Top of Exercise data

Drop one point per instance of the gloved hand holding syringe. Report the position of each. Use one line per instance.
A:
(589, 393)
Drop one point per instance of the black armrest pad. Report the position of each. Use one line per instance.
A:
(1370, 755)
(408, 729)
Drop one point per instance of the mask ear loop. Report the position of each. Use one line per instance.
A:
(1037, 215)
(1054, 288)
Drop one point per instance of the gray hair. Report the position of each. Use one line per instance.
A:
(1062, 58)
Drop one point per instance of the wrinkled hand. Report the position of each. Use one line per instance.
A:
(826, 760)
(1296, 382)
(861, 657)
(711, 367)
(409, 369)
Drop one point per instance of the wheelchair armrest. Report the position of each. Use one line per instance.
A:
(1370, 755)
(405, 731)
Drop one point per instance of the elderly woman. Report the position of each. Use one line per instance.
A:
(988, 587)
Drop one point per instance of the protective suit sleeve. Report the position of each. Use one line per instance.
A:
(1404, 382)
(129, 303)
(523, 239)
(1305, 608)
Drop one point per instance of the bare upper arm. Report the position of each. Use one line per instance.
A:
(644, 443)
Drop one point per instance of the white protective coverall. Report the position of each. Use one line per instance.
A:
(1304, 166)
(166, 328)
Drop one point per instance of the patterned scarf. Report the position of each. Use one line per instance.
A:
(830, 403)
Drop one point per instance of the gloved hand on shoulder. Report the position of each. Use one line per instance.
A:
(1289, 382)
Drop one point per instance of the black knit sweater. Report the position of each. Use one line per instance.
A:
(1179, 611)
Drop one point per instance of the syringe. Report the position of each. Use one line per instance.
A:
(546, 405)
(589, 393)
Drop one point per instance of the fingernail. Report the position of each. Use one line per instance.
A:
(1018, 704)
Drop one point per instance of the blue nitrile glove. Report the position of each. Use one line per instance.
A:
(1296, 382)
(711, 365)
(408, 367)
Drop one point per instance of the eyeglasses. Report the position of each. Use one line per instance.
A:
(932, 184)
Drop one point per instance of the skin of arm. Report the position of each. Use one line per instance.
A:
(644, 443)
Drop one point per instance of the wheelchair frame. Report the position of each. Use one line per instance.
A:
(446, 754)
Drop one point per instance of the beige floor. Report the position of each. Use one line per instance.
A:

Bottom of Exercise data

What is being asked
Each line in the listing above is to be returned unchanged.

Answer section
Drop one point per instance of the gloved hand holding syringe. Report the position of each. Use one line per instance.
A:
(589, 393)
Drop one point per instance of the black armrest pad. Report the position of each. Use one line per instance.
A:
(1370, 755)
(408, 729)
Drop one point per instance of the mask ear loop. Report the position of each. Use one line per instance.
A:
(1037, 215)
(1054, 288)
Drop one point per instance of the gray hair. Report the position of each. Use one line per instance.
A:
(1062, 58)
Drop one point per instance of the wrinkled hand. Report the position of each. Use one line per instance.
A:
(826, 760)
(1296, 382)
(861, 657)
(711, 367)
(409, 369)
Drop one point per instance of the wheelchair armrest. Report the position of each. Use one line per instance.
A:
(1370, 755)
(405, 731)
Drop one point per instance of the elderly woman. Report the position of each. Use one line per instance.
A:
(988, 587)
Drop one point per instance of the protective suit sleeve. Report the position of each. Use one line per instance.
A:
(1404, 382)
(129, 303)
(523, 239)
(1305, 608)
Drop one point per instance of the bare upper arm. Report the position of each. Use one line per instance.
A:
(644, 443)
Drop one point per instance of the white protective coverall. Report the position of each. Use one line per instance.
A:
(1304, 166)
(166, 328)
Drop one point per instance of the patterned scarf. Report the position of each. Use one line per instance.
A:
(830, 403)
Drop one point per instance of the gloved hand on shoulder. Report the position of each. Use one line per instance.
A:
(1289, 382)
Drop one point per instance of the black knit sweater. Report the position of each. Use one line per instance.
A:
(1179, 611)
Drop one point per instance of the syringe. Report the position of each. Use one line per instance.
A:
(546, 405)
(589, 393)
Drop one point per instance of the fingernail. Report the position of each. Use one line per instance.
A:
(1018, 704)
Drop one point per instance of the blue nitrile glove. Report the position of each. Use one line per instance.
A:
(1296, 382)
(711, 365)
(408, 367)
Drop one point per instance of the eyeglasses. Report the position of each. Use one line per instance.
A:
(932, 184)
Drop one point per instance of the skin of arm. Report the position of each. Use one line per instance.
A:
(644, 443)
Drop one point per instance of the wheelchair frame. Report the position of each. Use one line per instance.
A:
(446, 754)
Drop one point per instance of the beige floor. Report the position of each. Use one line per instance.
A:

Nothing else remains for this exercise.